*Text block*
Looking back, doing something against the way I defined myself should not have seemed so surprising. I was having a midlife "event," if not a full-blown crisis. I was miserable. I had spent my whole life paralyzed by fears. Fearfulness and general nutty behavior were a family legacy. My grandmother was so agoraphobic she did not leave her house for 30 years. My father had a dozen tics and suffered from obsessive-compulsive disorder, as well as the consequences of having a steel plate surgically implanted in his skull from a horrendous head trauma that he suffered as a child. He flew into fits and rages at the slightest provocation.

Just about everyone in my family was odd. Despite being successful professionals, my aunts, uncles, and cousins wouldn't fly, wouldn't take boats, wouldn't use public phones, and wouldn't eat in restaurants for fear of being poisoned. My most notorious relative (about whom I know very little) was apparently one of the original celebrity stalkers. Even though it was mentioned only in hushed tones when I was a kid, it was clear that a second cousin on my mother's side lived out his days at a hospital for the insane after being caught in a White House bedroom looking for Harry Truman's daughter while wearing a woman's mink coat.


At age 52 my own longtime teetering toward depression had caught up with me. I spent my days walking around the house in a baggy blue bathrobe. It was hard to find the energy to get dressed, and quite frankly, there was no pressing need. As a writer, I worked at home. Days could go by when I would not see anyone but my husband, Michael. I could talk on the phone, but people could not see what I looked like. We had no kids to attend to. The dog didn't care what I was wearing. It was hard to find the incentive to run a comb through my hair, to brush my teeth. The bed went unmade. I spent hours sitting in my favorite recliner watching TV. My pants grew tight, and I didn't care.

I knew I needed to see a shrink. I got a recommendation from a friend and made an appointment. In one of our first sessions, he tried to have me recall if there was one moment, even a fraction of a second in the last year, when I came out of my self-focused despair and didn't feel as if the whole world was collapsing. Yes, there was. On a short flight from Minneapolis to Chicago, the plane was delayed on the runway for hours. Plane delays were at the top of my list of frightening things. I was totally panicked, looking at my watch every 30 seconds, hyperventilating and having palpitations.

Near me, a high school boy onboard took ill. He hadn't eaten, and complained about feeling lightheaded and dizzy. In my handbag I had a candy bar. I asked him if he would like it. In about 10 minutes his cheeks were pink, and he was laughing with his friends. During this short time focused on someone else, I was fine.

After about two months of talk therapy and Prozac, I did something that I never imagined I would do. I stopped at the Georgetown firehouse to ask about becoming an EMT. It was a spur-of-the-moment decision, and I was dressed in one of my usual outfits—to kill, not to cure. I wore a long, flowing three-tiered silk skirt, a bright red Chinese silk jacket, blue custom-made cowboy boots with my initials in yellow, and long silver-and-turquoise earrings.

Charlie Pfahl, the EMS coordinator, was in charge of accepting applications. He was hard-nosed and gruff and had been at the firehouse longer than any other active member. He looked at me and said, "Lady, I don't think this is for you," then went into a long soliloquy about vomit. Vomit was his personal nemesis, the world's worst and most abhorrent thing. He looked at my silk outfit. "They'll vomit all over you," he said, trying to scare me. He did. I hated vomit too. In fact, vomit was high on my scale of things that made me panic. I was so afraid of vomiting myself that it never occurred to me that I might be the target of someone else's spew. Then came a not very subtle remark about my age (old) and my weight (heavy). The bottom line, as he saw it, was I was too old, too fat, and too fancy for the job. His dismissal had a strange effect. I went home and cried and pouted and fumed and raged about the unfairness of everyone and everything. I called my psychiatrist and cried to him, and then I got pissed off and decided that nothing in the world could stop me from becoming an EMT.

*Activity 1*
List each item of clothing and jewelry that the personal account says the narrator wore when stopping at the Georgetown firehouse.
*Activity 2*
Transcribe the part of the personal account starting at "After about two" and ending at "long silver-and-turquoise earrings.".

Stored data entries

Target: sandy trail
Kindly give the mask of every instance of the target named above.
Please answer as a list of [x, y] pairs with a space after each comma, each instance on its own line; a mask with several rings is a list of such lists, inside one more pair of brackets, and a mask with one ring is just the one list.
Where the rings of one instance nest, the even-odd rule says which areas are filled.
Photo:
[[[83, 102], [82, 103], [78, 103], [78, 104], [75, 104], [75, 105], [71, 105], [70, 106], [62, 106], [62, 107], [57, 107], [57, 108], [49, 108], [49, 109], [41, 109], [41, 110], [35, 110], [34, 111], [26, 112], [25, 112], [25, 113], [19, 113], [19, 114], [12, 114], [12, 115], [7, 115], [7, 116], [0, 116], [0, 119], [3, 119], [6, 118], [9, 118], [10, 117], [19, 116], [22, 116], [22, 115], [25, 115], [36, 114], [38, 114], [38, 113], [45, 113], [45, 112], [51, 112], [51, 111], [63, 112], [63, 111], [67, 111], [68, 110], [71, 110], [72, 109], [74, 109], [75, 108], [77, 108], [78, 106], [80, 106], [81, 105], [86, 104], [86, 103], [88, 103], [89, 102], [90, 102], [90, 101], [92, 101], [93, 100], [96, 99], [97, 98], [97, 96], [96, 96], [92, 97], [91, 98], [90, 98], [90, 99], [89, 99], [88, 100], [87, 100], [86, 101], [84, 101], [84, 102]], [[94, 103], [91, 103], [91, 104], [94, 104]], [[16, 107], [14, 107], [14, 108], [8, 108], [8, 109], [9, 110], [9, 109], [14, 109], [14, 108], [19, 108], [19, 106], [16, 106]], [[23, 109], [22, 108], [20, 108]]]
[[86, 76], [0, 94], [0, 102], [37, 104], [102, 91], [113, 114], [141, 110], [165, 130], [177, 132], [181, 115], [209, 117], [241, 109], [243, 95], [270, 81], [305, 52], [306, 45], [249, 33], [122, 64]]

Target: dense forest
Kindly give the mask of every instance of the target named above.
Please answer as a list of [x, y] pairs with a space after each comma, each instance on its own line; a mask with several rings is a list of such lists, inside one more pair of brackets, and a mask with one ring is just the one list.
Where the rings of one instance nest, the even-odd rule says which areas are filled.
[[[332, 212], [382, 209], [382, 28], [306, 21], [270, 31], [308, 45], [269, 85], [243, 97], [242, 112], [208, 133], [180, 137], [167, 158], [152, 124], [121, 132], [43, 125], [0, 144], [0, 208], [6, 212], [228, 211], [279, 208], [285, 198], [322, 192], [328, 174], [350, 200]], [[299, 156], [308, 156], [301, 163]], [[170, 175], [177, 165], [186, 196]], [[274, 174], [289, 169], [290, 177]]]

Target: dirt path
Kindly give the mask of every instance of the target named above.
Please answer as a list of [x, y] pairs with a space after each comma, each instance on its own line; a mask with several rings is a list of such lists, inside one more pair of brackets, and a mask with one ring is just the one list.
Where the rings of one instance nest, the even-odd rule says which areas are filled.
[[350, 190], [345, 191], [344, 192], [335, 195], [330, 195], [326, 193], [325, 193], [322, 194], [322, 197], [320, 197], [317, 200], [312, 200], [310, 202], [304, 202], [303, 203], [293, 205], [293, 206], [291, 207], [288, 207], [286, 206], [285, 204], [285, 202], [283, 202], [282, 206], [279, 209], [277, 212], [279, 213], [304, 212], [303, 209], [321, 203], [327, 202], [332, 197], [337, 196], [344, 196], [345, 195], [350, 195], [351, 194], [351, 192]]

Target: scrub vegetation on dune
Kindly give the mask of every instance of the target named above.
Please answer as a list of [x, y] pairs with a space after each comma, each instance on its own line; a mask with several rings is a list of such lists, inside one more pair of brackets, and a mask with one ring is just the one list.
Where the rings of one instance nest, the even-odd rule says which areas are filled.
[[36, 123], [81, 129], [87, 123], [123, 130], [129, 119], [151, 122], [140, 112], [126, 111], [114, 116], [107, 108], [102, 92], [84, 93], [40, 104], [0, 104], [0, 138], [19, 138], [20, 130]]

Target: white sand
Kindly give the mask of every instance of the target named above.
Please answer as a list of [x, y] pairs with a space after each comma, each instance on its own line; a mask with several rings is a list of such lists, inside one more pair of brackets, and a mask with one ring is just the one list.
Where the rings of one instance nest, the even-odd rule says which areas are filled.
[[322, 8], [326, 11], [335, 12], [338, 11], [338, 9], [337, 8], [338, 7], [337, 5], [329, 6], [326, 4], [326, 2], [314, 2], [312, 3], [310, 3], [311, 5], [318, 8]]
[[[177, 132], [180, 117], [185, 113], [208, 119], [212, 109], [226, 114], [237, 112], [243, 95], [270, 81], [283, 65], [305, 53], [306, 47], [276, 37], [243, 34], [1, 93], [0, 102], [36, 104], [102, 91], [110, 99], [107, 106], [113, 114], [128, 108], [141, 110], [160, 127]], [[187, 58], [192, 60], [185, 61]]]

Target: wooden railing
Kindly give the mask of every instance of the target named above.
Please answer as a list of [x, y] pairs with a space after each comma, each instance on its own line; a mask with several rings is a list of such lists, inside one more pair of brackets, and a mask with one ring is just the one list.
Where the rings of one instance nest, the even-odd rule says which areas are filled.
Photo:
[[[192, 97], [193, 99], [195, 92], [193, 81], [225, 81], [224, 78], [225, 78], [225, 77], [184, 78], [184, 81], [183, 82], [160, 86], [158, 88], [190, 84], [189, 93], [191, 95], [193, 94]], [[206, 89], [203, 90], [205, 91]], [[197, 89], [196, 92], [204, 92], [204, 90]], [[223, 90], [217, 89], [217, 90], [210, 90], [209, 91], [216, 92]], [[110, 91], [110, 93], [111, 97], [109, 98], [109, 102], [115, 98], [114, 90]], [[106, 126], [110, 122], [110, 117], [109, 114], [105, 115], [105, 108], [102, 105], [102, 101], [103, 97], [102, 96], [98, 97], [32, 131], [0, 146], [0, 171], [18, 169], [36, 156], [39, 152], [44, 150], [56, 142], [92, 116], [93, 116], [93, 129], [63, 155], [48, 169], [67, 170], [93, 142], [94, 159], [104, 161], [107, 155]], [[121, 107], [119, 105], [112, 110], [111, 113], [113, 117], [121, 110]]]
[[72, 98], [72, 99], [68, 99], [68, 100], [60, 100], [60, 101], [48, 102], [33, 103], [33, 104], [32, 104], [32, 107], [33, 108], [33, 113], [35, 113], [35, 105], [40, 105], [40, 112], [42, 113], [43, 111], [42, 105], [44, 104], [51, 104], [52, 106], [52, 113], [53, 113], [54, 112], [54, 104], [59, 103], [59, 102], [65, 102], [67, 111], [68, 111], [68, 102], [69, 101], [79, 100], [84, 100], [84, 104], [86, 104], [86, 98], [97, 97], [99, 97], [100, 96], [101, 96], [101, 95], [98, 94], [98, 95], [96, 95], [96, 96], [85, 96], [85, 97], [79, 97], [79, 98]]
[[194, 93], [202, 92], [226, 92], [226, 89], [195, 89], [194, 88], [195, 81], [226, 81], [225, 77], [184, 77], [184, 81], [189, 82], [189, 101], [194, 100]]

*Task result 1*
- A long, flowing three-tiered silk skirt
- A bright red Chinese silk jacket
- Blue custom-made cowboy boots with the narrator's initials in yellow
- Long silver-and-turquoise earrings

*Task result 2*
After about two months of talk therapy and Prozac, I did something that I never imagined I would do. I stopped at the Georgetown firehouse to ask about becoming an EMT. It was a spur-of-the-moment decision, and I was dressed in one of my usual outfits—to kill, not to cure. I wore a long, flowing three-tiered silk skirt, a bright red Chinese silk jacket, blue custom-made cowboy boots with my initials in yellow, and long silver-and-turquoise earrings.